# OBJETIVO DEL EJERCICIO
Prolonga el texto sobre la cultura nacional como tema recurrente del ensayo a partir de su última oración.

# TEXTO PROPORCIONADO

##########

Hay temas recurrentes en la reflexión de los escritores que cultivan el ensayo. Temas que a veces parecen olvidados, como si la vida bullente de las sociedades los hubiese superado, pero vuelven a aparecer de tiempo en tiempo como si, a pesar de todo, insistieran en volver a su reclamo siempre actual de nuevas perspectivas. Diríase que son como los sensores que los expertos suelen colocar en los volcanes para atisbar la aproximación de nuevas erupciones, siempre posibles aunque se los hubiese declarado ya extinguidos. Uno de esos temas es el de la cultura nacional, que en días recientes ha vuelto a esta página en la pluma de dos autores respetables.
En general, tiendo a coincidir con lo expresado por mi amigo y colega Juan Valdano, que es sin duda uno de los intelectuales más lúcidos del presente.

##########

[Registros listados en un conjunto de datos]
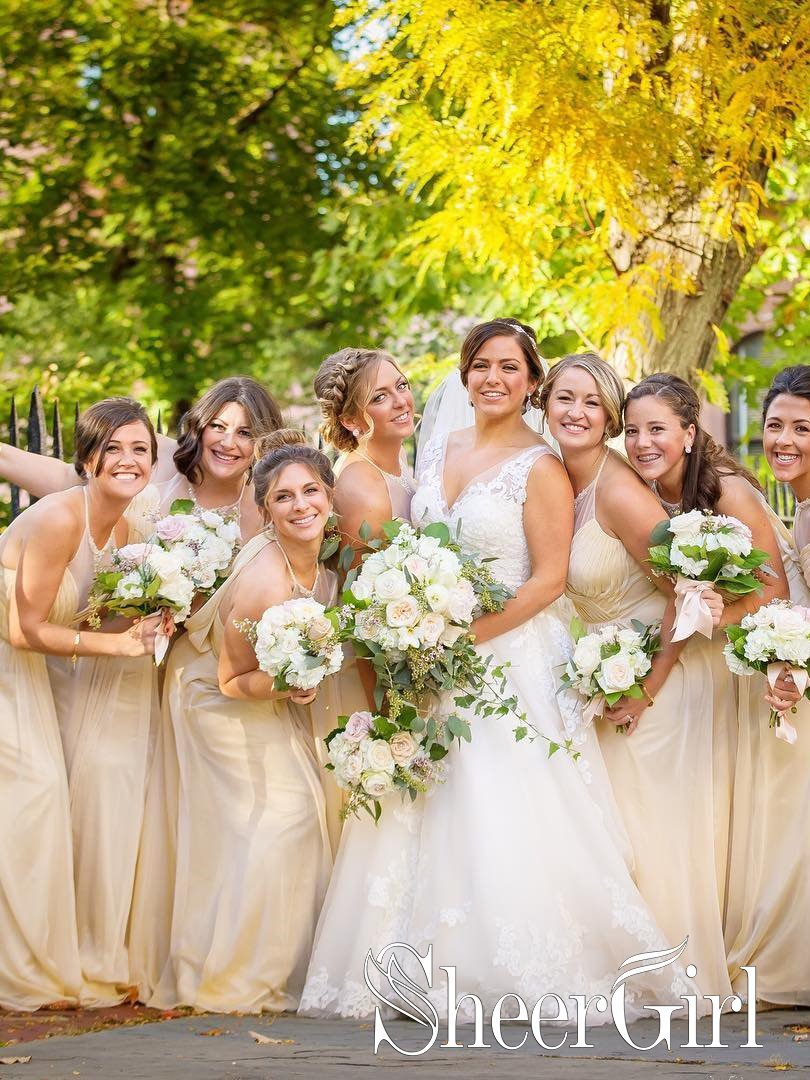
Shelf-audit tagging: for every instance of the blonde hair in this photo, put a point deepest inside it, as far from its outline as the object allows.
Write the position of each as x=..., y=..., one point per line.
x=608, y=383
x=285, y=447
x=343, y=387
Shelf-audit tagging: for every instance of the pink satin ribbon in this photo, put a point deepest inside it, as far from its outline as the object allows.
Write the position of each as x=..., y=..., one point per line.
x=692, y=615
x=784, y=729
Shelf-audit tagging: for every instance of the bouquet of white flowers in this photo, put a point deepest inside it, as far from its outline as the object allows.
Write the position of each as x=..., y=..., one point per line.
x=373, y=756
x=770, y=639
x=298, y=643
x=609, y=663
x=700, y=549
x=206, y=540
x=408, y=608
x=143, y=579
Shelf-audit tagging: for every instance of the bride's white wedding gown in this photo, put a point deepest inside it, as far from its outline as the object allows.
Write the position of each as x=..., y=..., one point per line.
x=516, y=869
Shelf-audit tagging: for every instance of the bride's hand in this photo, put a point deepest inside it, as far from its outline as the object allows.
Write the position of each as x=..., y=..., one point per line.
x=625, y=713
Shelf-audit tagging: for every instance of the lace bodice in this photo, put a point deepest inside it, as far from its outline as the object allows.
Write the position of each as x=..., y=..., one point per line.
x=488, y=511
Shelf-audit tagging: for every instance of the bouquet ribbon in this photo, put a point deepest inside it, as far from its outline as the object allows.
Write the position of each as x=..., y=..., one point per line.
x=692, y=615
x=784, y=729
x=163, y=636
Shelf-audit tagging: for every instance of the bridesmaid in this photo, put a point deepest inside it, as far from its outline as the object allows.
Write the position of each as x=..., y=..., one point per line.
x=210, y=462
x=49, y=556
x=661, y=767
x=769, y=882
x=367, y=412
x=253, y=855
x=688, y=470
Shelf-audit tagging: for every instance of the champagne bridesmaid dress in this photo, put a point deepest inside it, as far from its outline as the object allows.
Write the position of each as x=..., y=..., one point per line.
x=662, y=773
x=252, y=852
x=39, y=949
x=768, y=917
x=105, y=706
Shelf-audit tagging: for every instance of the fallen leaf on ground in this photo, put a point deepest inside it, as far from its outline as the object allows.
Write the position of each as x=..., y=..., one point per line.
x=266, y=1040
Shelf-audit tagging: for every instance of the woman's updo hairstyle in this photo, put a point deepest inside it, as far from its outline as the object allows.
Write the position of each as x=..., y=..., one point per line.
x=284, y=447
x=98, y=423
x=608, y=383
x=343, y=387
x=504, y=327
x=262, y=415
x=791, y=380
x=709, y=462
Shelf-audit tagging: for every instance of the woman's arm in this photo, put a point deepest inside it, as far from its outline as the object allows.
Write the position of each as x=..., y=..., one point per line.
x=258, y=588
x=739, y=499
x=36, y=473
x=548, y=522
x=42, y=562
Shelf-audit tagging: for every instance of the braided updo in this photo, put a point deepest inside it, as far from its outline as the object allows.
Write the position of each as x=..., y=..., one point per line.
x=284, y=447
x=343, y=387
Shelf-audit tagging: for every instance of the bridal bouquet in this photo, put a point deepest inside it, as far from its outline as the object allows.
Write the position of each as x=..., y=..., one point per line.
x=143, y=579
x=698, y=549
x=609, y=663
x=373, y=756
x=298, y=643
x=206, y=540
x=768, y=640
x=408, y=608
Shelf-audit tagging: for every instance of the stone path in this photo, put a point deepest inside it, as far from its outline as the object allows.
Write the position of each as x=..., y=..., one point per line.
x=224, y=1048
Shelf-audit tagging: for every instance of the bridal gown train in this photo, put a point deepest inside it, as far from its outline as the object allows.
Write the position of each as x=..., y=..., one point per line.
x=516, y=868
x=39, y=949
x=662, y=774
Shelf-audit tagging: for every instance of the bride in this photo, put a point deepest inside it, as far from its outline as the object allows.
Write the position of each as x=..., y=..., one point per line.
x=516, y=868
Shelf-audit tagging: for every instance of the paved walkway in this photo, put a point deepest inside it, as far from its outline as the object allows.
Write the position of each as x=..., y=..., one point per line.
x=226, y=1048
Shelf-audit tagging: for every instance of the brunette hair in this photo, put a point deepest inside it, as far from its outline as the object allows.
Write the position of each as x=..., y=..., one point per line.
x=264, y=415
x=791, y=380
x=608, y=383
x=709, y=462
x=97, y=424
x=343, y=387
x=504, y=327
x=284, y=447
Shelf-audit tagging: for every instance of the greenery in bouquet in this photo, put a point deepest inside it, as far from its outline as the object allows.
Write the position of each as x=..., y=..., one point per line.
x=704, y=547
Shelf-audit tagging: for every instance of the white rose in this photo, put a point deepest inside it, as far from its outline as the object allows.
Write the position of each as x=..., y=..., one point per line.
x=689, y=524
x=407, y=638
x=431, y=628
x=461, y=602
x=319, y=629
x=377, y=755
x=130, y=586
x=391, y=585
x=616, y=674
x=351, y=768
x=736, y=665
x=586, y=655
x=436, y=597
x=451, y=634
x=377, y=784
x=403, y=747
x=402, y=612
x=417, y=566
x=362, y=590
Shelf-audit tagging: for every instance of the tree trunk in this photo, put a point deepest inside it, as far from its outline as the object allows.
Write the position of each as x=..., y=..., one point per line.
x=692, y=280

##########

# RESULTADO OBTENIDO
Con una existencia de imposible verificación en la realidad objetiva (o en lo que tomamos como tal), la cultura nacional ha sido imprescindible en el momento de dar sustento ideológico a los estados nacionales. Tanto como la nación y el mercado nacional, su existencia es puramente conceptual, pero sin ella, ningún estado nacional habría podido sostenerse. En el Ecuador, si el siglo XIX fue el de la invención de un país imaginario que proclamaba una libertad en la práctica negada a los indígenas, los negros y los mestizos, el siglo XX fue, por así decir, el siglo de la cultura nacional: siglo en el que se consolidó el estado nacional merced a la ideología de la cultura nacional, pese a la suma de desastres que pesaban sobre él.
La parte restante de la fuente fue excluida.